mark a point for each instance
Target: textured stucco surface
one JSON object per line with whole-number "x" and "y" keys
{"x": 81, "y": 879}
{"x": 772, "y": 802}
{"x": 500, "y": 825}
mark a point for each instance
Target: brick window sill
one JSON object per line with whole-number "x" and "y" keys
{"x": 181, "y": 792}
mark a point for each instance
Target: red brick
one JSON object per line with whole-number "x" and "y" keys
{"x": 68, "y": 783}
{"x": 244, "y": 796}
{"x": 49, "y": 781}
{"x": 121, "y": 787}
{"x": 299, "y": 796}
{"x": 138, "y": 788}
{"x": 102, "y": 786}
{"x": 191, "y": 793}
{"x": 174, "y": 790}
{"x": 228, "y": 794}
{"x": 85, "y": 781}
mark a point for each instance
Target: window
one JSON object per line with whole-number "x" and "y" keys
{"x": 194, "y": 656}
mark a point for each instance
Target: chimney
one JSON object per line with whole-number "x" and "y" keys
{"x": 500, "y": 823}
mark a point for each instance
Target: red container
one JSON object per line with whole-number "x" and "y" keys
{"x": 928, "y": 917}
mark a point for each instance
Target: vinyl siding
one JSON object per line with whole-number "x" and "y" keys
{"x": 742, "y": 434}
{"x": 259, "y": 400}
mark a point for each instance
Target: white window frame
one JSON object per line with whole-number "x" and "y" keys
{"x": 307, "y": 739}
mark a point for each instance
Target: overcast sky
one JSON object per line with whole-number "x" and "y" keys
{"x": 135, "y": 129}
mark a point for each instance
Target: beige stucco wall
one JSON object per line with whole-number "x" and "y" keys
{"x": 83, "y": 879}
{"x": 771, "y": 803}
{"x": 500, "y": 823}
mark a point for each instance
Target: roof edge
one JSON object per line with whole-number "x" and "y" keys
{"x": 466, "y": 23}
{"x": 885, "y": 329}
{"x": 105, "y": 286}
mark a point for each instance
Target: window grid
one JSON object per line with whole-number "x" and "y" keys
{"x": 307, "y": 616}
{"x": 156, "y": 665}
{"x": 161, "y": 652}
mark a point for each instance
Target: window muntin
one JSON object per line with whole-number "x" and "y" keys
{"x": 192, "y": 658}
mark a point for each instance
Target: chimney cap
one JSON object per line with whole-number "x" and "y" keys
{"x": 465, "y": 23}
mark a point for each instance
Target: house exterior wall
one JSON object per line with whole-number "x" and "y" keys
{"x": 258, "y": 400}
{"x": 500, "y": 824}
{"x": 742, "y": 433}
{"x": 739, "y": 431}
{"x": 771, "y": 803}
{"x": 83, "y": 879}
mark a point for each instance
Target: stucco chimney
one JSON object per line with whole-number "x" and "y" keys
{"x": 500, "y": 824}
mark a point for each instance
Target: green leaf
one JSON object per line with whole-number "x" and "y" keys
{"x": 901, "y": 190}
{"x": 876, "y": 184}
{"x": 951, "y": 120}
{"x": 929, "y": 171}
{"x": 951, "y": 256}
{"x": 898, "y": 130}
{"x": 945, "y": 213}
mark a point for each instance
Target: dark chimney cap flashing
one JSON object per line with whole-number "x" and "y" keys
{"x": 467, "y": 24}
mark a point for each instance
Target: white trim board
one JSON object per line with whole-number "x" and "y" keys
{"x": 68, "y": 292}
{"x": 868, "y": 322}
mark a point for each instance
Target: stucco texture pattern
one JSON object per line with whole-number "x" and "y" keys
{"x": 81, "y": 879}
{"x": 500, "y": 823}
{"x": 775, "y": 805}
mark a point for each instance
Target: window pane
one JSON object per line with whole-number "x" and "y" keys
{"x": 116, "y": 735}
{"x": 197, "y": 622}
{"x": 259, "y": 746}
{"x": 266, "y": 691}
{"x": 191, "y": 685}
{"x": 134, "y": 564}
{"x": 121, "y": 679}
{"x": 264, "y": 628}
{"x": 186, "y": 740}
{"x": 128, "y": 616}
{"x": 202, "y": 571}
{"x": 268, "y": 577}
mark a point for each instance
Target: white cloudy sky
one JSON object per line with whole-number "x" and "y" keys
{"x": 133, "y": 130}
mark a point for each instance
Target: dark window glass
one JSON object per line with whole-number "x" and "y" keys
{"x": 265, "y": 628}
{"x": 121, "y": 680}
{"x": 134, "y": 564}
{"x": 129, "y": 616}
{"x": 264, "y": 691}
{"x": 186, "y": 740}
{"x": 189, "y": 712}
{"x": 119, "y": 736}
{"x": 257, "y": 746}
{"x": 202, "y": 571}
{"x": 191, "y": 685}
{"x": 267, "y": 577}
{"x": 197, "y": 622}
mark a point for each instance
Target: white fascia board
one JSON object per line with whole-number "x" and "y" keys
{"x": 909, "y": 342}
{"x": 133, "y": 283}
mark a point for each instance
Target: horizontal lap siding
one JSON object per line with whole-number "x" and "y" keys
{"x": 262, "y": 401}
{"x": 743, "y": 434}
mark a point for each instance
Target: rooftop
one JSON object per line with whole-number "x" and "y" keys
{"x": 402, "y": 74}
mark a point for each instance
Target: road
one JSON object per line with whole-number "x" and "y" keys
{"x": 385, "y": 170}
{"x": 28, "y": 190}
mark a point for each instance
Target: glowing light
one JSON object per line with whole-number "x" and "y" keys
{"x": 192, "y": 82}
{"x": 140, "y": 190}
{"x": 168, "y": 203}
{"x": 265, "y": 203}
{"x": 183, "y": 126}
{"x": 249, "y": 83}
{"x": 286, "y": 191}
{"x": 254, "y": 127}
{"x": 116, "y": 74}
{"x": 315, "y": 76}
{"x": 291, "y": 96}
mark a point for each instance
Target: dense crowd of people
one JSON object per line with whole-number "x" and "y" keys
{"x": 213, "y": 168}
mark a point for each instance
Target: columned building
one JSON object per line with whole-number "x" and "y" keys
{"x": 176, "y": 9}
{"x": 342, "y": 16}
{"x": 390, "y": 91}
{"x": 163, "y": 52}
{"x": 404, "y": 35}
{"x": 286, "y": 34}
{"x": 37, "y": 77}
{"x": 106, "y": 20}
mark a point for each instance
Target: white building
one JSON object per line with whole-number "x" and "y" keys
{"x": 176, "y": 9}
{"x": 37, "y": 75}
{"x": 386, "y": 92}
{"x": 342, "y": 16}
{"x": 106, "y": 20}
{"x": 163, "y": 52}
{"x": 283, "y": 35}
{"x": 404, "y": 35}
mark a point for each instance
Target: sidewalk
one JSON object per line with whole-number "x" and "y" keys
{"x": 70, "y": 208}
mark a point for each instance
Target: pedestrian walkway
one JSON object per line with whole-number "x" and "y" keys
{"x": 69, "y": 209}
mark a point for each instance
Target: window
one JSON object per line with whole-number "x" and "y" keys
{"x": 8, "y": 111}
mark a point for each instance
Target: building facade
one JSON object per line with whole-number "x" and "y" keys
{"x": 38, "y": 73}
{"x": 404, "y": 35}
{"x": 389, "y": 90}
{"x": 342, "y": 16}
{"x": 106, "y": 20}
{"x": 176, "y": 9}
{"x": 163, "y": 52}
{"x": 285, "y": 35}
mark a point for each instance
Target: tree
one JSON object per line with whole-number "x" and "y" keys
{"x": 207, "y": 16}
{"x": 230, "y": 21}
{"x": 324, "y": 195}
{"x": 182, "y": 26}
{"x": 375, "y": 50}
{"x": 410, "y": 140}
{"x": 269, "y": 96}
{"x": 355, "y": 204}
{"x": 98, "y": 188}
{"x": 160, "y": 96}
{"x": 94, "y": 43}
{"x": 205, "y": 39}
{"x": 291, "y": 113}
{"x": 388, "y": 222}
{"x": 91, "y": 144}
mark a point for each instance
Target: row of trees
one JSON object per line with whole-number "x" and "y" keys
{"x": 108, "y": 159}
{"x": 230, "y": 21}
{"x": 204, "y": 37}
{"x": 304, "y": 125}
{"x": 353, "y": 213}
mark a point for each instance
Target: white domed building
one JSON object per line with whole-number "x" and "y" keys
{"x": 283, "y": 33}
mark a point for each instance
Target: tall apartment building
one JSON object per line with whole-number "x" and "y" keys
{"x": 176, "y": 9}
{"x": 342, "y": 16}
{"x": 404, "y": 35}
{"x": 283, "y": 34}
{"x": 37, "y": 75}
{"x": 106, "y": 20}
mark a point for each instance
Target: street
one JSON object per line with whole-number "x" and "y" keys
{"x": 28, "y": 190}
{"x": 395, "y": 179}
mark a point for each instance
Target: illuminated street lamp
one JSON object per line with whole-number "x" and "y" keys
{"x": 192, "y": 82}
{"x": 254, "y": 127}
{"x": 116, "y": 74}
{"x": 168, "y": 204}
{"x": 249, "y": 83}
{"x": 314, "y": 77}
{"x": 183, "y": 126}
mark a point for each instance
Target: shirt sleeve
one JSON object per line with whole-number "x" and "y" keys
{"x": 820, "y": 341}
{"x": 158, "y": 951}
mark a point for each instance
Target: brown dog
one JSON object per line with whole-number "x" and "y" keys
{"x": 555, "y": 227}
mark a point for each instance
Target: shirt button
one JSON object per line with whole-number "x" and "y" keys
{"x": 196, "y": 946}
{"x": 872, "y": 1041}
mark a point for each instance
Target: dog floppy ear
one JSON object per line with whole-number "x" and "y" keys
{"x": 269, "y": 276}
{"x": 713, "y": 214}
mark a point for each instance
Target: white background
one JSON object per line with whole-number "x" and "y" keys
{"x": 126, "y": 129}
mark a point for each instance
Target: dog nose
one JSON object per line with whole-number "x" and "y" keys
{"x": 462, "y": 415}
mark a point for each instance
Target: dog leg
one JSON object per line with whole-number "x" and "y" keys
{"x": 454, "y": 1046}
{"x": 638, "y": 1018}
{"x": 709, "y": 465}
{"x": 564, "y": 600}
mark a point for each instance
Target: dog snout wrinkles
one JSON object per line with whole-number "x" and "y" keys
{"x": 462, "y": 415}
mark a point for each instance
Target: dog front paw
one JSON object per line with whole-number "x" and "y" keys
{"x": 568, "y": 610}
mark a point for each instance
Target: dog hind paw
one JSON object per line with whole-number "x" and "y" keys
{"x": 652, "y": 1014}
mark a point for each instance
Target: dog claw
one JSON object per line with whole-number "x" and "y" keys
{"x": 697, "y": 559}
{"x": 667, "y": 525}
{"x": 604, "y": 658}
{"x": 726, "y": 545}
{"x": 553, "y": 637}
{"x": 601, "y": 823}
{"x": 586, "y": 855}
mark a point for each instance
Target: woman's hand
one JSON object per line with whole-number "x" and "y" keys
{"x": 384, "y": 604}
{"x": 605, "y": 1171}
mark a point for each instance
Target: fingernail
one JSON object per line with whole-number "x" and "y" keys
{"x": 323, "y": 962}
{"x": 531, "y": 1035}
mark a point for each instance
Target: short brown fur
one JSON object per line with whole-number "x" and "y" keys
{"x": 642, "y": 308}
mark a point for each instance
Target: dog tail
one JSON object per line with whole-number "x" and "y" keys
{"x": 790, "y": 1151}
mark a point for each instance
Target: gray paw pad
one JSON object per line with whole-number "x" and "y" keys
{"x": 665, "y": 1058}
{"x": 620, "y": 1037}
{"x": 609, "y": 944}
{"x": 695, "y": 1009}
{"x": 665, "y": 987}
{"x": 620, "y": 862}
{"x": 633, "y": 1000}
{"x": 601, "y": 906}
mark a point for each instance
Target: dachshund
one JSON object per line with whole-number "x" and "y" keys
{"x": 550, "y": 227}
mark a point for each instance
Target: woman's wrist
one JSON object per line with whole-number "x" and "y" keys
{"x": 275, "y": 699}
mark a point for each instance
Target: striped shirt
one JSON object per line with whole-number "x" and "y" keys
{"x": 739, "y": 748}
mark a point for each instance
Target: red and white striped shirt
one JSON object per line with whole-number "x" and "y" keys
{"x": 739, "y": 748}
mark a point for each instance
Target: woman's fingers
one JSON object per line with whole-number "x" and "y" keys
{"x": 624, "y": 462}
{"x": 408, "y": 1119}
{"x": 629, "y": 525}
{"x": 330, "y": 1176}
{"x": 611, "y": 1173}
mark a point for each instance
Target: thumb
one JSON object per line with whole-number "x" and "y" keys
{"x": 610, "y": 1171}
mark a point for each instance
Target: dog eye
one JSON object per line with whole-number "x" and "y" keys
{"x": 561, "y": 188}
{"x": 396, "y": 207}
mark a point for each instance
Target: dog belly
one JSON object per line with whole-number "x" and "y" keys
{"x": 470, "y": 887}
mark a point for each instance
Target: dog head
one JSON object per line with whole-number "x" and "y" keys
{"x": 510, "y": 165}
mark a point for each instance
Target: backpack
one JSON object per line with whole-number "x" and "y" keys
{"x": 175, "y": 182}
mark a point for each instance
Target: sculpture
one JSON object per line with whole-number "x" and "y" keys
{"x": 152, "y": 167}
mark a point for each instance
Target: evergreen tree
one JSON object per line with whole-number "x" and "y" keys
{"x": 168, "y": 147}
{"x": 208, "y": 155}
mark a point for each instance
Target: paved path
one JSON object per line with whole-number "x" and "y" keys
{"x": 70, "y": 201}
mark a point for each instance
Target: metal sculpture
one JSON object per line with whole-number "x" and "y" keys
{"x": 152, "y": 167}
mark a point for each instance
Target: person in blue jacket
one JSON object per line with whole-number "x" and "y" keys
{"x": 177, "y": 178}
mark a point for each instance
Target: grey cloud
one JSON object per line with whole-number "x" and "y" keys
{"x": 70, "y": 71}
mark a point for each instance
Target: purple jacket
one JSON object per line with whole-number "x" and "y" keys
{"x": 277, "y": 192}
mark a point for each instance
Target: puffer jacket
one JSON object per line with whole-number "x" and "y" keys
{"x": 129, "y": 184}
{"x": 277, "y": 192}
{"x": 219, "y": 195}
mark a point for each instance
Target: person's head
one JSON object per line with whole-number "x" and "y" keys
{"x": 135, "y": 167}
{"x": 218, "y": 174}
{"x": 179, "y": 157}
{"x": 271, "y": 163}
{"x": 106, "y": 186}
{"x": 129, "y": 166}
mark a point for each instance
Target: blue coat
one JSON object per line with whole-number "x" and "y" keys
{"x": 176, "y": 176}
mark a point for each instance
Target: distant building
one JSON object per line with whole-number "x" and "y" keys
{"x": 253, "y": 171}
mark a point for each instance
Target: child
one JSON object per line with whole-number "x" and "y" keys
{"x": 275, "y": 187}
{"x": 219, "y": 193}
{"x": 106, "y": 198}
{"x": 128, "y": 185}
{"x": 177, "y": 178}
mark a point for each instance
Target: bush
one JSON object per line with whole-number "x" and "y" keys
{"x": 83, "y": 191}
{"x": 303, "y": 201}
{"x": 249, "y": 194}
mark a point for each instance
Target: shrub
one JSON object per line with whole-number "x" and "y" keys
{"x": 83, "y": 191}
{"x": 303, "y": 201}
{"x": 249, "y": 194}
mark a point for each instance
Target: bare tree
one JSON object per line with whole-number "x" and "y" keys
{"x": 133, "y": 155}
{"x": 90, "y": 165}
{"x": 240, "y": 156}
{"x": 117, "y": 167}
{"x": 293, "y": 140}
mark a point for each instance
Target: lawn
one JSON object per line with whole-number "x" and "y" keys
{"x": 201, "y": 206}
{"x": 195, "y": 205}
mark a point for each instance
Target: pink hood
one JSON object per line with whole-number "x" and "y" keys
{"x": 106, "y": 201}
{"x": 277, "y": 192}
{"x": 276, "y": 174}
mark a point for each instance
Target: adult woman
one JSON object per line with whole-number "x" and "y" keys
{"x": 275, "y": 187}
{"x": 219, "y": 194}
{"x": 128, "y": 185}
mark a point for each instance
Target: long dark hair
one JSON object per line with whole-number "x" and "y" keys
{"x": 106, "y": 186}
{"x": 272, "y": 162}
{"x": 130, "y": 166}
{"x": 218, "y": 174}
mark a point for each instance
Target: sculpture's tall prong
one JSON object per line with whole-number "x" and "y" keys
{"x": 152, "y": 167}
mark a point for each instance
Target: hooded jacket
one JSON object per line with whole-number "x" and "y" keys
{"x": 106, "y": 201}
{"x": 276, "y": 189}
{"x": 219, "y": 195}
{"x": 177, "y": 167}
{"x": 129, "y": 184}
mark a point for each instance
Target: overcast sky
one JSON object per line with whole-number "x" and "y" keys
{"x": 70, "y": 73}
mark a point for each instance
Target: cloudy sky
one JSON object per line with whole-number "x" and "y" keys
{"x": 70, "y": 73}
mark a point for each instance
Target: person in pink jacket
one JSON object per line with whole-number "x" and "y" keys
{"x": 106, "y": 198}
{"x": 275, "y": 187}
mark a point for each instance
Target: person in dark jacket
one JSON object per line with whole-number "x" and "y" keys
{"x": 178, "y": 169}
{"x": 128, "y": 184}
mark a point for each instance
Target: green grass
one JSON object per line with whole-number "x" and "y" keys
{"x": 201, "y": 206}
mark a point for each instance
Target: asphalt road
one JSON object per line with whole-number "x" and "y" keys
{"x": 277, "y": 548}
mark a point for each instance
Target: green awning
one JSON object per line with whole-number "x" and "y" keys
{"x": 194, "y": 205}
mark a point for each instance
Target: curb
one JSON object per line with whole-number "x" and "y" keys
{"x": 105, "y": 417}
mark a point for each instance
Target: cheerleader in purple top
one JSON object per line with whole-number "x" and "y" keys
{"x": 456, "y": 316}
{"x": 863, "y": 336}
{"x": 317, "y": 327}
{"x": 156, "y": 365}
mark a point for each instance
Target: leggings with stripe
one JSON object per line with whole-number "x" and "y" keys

> [Problem description]
How many of the lines above contain the string "woman", counting only matches with the same case? Reply with the number alone.

> [Task output]
4